■ **SET PROBLEM**: How many lines in the listing below contain the string "wall"? Matching is case-sensitive. Reply with the number alone.

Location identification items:
>> start
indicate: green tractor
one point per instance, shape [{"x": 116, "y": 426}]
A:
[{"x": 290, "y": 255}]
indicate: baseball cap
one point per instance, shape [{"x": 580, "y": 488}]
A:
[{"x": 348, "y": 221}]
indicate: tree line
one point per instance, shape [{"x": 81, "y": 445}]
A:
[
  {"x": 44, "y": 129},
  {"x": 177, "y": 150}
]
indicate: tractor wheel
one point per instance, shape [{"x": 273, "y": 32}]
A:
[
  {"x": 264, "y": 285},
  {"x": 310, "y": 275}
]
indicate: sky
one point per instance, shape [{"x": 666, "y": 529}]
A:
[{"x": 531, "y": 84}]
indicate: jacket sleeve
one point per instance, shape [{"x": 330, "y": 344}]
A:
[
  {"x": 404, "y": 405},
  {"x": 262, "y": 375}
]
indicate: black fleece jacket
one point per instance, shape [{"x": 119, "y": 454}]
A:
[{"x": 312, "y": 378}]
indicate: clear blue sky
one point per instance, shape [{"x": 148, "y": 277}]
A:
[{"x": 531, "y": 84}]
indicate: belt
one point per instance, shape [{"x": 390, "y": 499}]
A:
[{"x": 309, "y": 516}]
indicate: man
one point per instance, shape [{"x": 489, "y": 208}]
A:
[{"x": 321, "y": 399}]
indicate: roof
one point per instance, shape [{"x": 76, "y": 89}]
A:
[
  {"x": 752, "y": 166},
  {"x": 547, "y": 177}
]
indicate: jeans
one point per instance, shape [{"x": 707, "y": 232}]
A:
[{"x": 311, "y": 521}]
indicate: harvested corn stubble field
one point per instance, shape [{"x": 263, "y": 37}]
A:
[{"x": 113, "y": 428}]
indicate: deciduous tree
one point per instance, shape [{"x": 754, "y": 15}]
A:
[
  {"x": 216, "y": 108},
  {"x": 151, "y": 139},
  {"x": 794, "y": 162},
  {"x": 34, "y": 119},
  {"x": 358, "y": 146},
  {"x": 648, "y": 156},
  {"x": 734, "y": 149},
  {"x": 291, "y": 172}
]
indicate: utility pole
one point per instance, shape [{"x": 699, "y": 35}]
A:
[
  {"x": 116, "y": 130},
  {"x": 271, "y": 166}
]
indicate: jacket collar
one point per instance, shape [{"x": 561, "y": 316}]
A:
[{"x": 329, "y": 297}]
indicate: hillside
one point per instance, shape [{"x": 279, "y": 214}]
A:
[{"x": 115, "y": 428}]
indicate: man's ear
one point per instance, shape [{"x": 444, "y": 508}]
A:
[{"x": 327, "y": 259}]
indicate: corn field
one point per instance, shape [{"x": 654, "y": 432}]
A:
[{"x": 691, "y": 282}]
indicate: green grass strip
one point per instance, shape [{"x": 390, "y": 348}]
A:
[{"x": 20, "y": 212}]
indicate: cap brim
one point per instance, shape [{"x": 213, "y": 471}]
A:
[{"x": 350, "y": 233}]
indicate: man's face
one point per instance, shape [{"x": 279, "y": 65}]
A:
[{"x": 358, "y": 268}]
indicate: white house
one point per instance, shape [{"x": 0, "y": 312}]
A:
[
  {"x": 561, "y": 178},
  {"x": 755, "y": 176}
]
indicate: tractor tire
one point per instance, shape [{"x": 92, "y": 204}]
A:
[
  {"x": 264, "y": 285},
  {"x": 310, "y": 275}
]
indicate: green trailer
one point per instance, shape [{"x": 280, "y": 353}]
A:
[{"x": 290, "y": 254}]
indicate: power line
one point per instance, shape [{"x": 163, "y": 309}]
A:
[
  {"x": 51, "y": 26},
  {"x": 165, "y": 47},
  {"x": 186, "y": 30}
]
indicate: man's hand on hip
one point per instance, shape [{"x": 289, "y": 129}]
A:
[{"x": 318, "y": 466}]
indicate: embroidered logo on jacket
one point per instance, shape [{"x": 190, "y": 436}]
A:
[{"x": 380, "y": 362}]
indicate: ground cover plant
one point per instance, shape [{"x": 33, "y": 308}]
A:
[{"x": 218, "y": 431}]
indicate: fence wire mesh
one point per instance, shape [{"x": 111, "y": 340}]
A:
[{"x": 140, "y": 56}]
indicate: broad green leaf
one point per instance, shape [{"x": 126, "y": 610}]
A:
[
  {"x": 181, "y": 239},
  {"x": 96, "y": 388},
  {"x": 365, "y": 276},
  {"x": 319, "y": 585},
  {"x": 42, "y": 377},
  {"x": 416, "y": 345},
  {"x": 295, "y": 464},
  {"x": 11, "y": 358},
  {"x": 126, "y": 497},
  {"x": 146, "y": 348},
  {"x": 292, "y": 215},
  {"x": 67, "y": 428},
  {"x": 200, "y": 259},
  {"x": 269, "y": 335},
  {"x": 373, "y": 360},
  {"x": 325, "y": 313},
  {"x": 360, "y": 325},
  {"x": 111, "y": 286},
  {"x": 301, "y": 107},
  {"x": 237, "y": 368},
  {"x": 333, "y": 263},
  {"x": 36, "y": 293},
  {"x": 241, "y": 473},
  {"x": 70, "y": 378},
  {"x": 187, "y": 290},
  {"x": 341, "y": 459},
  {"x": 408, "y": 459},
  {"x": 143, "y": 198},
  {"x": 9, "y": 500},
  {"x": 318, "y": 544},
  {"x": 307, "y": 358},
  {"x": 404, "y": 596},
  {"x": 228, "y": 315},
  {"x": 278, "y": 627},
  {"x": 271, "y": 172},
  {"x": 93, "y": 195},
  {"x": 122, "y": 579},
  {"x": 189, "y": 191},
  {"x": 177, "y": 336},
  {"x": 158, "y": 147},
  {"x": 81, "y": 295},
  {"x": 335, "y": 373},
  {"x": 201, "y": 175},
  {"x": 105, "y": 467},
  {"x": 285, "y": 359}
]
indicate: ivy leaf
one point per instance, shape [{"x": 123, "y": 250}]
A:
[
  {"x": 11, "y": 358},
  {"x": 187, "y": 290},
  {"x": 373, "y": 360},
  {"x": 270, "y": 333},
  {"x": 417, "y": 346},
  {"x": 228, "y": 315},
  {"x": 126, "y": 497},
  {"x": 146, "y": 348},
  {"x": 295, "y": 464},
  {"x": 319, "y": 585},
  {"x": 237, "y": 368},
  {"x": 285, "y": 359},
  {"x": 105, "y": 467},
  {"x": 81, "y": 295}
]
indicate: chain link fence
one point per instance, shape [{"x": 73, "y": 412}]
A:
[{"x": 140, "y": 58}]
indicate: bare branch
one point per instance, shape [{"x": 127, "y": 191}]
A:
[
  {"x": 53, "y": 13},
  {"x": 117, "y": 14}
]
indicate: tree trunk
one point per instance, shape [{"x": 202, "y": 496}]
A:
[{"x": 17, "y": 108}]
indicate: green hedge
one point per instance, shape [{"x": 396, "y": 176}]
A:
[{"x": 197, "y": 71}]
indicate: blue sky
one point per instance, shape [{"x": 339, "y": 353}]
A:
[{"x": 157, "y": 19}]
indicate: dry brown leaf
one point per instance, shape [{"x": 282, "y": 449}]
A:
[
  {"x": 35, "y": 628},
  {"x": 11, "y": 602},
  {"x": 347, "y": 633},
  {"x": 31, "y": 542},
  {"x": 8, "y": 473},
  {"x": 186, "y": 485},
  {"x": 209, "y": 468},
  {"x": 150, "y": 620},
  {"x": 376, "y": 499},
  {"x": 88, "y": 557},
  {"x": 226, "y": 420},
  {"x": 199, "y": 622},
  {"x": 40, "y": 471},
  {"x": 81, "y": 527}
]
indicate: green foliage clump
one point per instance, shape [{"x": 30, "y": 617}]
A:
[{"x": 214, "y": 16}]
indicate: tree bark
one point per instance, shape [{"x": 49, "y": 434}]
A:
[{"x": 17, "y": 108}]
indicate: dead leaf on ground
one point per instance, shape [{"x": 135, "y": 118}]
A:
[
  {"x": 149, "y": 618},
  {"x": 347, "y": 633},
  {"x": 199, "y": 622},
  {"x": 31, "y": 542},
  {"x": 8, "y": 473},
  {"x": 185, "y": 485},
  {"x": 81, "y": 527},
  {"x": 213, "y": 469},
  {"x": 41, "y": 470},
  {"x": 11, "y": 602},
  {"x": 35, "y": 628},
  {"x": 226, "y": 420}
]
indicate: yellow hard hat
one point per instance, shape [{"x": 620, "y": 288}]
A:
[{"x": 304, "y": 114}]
>> end
>> start
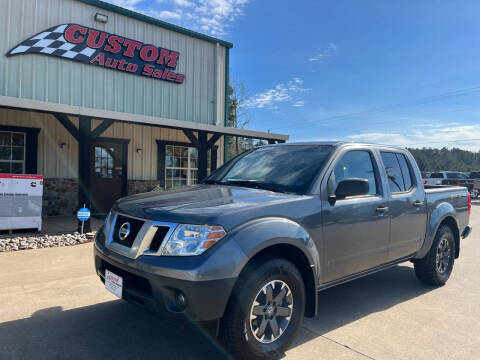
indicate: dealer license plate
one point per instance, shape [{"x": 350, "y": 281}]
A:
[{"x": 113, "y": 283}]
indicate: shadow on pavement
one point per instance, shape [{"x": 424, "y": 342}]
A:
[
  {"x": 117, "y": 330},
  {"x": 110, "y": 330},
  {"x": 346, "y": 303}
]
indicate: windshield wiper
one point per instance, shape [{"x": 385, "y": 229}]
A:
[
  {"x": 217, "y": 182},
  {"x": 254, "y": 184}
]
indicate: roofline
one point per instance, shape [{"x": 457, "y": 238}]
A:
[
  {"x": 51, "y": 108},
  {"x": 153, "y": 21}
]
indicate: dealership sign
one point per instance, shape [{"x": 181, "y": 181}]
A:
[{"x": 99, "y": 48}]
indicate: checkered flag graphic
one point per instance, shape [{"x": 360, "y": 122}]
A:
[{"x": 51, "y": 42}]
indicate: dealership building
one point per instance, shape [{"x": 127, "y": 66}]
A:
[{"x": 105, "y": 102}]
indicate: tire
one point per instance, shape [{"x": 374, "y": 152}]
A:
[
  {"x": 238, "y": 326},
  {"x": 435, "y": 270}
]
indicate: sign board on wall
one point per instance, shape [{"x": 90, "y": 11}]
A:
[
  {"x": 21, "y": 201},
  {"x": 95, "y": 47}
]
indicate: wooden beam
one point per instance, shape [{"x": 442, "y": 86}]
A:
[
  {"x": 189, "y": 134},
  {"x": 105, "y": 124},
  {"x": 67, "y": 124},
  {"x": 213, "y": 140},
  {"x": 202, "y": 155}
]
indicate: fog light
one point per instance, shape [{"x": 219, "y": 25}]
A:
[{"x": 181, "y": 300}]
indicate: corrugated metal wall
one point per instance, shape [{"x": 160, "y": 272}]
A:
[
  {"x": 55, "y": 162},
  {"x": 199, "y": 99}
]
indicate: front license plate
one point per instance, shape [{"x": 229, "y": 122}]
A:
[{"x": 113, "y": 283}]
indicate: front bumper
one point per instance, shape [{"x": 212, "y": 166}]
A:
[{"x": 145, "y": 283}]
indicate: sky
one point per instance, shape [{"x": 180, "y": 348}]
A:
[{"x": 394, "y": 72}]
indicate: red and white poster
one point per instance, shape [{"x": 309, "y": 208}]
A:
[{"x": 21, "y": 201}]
>> end
■ **RESPONSE**: 2